Find every line in the rows below that contains the string "with", and copy each of those lines in full. Treat uppercase and lowercase as different.

» Records for processing
·····

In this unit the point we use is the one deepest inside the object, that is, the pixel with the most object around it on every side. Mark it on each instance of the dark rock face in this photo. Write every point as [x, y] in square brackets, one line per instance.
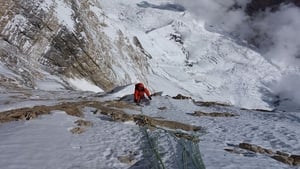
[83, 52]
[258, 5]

·····

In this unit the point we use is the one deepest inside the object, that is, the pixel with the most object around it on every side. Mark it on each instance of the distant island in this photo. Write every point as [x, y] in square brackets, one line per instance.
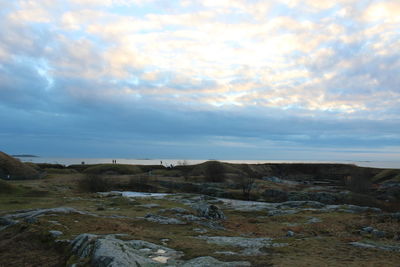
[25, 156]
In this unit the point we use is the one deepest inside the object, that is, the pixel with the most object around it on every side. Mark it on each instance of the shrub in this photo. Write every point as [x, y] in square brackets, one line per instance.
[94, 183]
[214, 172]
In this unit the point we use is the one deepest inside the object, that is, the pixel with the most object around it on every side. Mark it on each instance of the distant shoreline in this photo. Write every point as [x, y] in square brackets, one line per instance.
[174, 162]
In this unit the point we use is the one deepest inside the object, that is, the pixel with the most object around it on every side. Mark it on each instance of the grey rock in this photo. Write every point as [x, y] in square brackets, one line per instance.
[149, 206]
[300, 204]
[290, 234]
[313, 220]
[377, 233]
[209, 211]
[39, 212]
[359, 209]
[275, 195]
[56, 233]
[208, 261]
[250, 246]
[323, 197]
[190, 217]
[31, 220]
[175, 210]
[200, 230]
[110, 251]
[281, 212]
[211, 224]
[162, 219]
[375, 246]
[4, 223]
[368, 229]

·····

» Finished exercise
In this unit the point we use is the one deepest inside the object, that is, the pixel with the most object around it on every side. Mark it on each instance of the dark rock face in this photo. Write every point as [x, y] in square brackets, one line per instance.
In this unit the point we use is the one deepest inside the object, that is, the pixel with the most object around it on every side. Mark it on each instance of the distant island in this photo. Write every point as [x, y] in square brackets, one line per instance.
In this unit the point we use is the one deepest inside the object, that is, the pixel with the most object around it on every side. Mark it on each instance of the shrub in this photo. Write every point as [x, y] in square brackets, one line per instance.
In this unit the point we use is the one deepest inside the object, that is, the pixel with the most object around it on every side. Mark it on each instance of the distant shoreline in this photo. Write every point as [x, y] in square brackets, one line per instance.
In this unit the point we use is the one deepest inside the object, that is, the pixel with the most object around it on every side. Mark it on each instance of the grey rock in this photo. Write every point as [x, y] in square brackets, one line per instance.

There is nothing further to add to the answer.